- _REQUIRED WORK_: Rewrite the records from the line containing "the woman's lips" through the end of the records, replacing "lips" with "mouth" and leaving everything else unchanged.

(Labeled-object pointing records)
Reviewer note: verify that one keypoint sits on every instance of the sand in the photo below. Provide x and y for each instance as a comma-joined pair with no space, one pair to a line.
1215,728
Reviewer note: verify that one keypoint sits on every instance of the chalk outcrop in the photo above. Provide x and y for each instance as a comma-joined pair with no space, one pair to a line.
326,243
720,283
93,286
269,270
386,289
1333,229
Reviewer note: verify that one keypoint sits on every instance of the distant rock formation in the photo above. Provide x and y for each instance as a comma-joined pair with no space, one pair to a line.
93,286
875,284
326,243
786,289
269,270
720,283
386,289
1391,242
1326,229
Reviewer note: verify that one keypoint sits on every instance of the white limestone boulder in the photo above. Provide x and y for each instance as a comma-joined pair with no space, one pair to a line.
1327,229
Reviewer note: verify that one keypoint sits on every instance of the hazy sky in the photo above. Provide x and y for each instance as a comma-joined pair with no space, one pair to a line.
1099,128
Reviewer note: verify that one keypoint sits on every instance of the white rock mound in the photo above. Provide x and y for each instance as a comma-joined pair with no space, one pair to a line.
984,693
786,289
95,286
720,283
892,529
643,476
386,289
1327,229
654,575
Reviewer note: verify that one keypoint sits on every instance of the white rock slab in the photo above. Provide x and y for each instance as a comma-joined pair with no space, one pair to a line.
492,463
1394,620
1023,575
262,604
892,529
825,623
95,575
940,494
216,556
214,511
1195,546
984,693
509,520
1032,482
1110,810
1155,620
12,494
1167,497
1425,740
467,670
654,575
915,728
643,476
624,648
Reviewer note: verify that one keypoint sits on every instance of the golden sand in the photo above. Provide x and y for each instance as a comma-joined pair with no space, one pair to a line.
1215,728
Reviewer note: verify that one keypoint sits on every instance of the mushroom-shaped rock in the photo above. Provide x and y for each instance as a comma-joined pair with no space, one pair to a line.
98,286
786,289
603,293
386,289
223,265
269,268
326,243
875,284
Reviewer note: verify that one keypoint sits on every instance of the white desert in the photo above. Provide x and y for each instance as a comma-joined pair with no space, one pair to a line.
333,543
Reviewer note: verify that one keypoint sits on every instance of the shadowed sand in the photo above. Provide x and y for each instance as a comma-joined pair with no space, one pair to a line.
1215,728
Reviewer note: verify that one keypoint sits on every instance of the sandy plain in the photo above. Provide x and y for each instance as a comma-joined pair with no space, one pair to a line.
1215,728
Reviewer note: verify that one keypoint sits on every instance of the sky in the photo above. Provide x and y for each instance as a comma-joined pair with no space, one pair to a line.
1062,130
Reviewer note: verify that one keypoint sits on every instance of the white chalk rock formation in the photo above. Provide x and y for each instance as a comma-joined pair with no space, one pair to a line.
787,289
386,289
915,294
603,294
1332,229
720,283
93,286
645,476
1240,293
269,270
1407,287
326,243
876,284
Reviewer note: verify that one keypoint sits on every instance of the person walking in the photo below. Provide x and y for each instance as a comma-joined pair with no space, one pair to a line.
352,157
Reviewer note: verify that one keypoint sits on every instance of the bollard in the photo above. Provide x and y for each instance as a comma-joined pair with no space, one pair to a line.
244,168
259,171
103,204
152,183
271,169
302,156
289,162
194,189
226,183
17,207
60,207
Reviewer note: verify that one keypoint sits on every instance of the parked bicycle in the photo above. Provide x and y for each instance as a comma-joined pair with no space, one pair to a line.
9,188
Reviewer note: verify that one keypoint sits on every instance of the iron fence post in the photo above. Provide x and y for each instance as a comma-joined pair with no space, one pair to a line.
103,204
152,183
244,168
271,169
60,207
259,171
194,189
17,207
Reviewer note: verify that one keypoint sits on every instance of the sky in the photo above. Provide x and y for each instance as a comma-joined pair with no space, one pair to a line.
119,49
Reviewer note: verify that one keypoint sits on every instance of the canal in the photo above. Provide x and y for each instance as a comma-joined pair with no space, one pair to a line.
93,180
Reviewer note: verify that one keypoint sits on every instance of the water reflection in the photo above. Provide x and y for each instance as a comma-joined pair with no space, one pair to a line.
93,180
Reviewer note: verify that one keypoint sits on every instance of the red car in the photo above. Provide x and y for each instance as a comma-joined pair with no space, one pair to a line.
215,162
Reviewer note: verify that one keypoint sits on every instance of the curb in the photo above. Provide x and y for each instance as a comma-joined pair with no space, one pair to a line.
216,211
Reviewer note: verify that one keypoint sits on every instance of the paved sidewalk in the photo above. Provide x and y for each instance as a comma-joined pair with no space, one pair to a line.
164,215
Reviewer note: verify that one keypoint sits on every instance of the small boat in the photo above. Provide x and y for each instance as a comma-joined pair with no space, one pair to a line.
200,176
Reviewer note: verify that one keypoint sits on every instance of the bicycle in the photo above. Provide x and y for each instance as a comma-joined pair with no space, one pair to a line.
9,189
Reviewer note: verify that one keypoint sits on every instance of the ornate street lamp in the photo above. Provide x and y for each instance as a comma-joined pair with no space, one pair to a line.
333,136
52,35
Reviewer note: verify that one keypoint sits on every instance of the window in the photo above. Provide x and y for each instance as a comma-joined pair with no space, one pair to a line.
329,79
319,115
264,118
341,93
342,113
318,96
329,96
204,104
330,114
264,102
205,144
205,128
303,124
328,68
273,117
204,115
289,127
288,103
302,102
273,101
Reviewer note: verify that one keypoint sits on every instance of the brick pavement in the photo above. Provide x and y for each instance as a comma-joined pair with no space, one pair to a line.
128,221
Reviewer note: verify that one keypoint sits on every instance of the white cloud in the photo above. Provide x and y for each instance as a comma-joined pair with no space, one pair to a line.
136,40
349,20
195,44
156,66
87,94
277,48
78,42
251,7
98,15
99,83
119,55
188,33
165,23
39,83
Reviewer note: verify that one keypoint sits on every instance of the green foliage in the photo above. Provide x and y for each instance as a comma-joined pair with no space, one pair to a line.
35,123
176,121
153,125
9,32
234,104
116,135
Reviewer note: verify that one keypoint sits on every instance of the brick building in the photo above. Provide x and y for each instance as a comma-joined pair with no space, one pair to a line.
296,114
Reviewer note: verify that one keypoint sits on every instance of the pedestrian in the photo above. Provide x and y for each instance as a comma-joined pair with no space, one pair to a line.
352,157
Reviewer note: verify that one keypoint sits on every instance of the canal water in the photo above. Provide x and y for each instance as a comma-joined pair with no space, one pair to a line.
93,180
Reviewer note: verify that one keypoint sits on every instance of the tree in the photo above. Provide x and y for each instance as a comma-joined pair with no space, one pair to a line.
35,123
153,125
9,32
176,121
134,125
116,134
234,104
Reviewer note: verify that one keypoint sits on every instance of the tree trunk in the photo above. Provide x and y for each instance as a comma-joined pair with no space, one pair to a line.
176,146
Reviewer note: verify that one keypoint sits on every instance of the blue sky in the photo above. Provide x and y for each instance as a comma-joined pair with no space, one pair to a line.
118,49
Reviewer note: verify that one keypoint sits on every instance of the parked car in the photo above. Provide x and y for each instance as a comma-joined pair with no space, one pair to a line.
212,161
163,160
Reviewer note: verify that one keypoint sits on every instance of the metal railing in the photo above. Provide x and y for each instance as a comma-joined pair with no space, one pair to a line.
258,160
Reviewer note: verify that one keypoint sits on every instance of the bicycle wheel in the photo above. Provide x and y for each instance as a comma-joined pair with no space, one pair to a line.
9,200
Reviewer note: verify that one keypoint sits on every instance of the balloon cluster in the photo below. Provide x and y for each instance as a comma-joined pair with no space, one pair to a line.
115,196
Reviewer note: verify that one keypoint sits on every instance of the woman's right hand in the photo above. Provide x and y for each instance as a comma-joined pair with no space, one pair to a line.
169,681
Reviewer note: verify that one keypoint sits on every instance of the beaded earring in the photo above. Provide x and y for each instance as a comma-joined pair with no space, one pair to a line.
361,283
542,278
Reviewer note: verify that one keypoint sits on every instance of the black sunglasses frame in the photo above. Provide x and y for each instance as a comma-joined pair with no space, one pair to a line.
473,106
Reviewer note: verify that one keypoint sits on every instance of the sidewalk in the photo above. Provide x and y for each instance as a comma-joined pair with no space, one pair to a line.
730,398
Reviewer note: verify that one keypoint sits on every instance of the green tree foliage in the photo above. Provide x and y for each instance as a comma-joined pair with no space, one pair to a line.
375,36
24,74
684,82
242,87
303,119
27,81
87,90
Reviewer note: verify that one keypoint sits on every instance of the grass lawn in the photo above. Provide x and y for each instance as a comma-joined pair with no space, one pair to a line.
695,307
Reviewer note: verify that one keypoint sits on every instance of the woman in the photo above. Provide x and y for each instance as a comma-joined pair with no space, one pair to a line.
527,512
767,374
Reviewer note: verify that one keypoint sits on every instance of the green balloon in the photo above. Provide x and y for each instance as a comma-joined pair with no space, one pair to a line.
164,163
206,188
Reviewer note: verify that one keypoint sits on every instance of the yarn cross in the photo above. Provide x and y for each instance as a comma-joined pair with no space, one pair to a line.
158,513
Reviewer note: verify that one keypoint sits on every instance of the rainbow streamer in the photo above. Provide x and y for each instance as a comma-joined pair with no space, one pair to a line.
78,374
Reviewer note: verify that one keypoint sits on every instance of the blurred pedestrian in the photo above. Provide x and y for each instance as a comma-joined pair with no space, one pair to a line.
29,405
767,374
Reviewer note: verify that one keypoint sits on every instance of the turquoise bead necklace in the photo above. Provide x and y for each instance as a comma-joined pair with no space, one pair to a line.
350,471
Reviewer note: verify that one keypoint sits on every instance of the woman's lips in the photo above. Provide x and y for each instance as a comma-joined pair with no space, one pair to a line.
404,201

- _WRITTEN SOLUTION_:
Reviewer note: verify that one keypoint sits on every instance of the woman's mouth in the photo above. Provide x and y for each instance as a comma-joined pair with no space, one pair to a line.
404,201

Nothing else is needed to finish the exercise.